(Natural-language object grounding data)
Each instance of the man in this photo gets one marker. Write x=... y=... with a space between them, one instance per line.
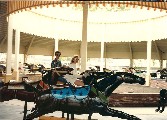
x=56 y=62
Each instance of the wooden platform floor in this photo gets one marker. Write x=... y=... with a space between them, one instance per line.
x=57 y=118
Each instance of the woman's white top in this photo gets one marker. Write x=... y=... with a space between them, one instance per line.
x=75 y=72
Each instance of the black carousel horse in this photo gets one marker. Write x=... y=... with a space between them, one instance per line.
x=87 y=99
x=162 y=101
x=79 y=100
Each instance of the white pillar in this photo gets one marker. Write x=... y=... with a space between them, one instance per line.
x=102 y=56
x=102 y=48
x=17 y=48
x=149 y=45
x=148 y=76
x=9 y=46
x=84 y=38
x=56 y=44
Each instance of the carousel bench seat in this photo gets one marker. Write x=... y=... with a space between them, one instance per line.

▶ **Task description**
The records above must be retyped exactly. Please omit the pictures.

▶ **Completed exercise**
Each instance of the man in this photo gets one marker. Write x=... y=... with a space between them, one instance per line.
x=56 y=62
Each instance of the wooden platform floor in this photo gets one marker. Write x=... y=... with a space between them, one instance per line.
x=57 y=118
Each instance of the woman's white top in this photo gets one marker. Write x=... y=... with a space between them, one instance per line.
x=75 y=72
Each instance of the black carousel horse in this photo gets one marker. Write x=... y=... with a space between them, one instance per line.
x=87 y=99
x=162 y=101
x=79 y=100
Each instance of the white pillar in this photo gets one marker. Write x=... y=... with a space between them, one instance per line.
x=102 y=56
x=102 y=48
x=17 y=48
x=149 y=45
x=148 y=76
x=9 y=46
x=84 y=38
x=56 y=44
Each instance of the carousel bench seat in this photo gets one marker. Write x=... y=... with a space between them, one instance per line.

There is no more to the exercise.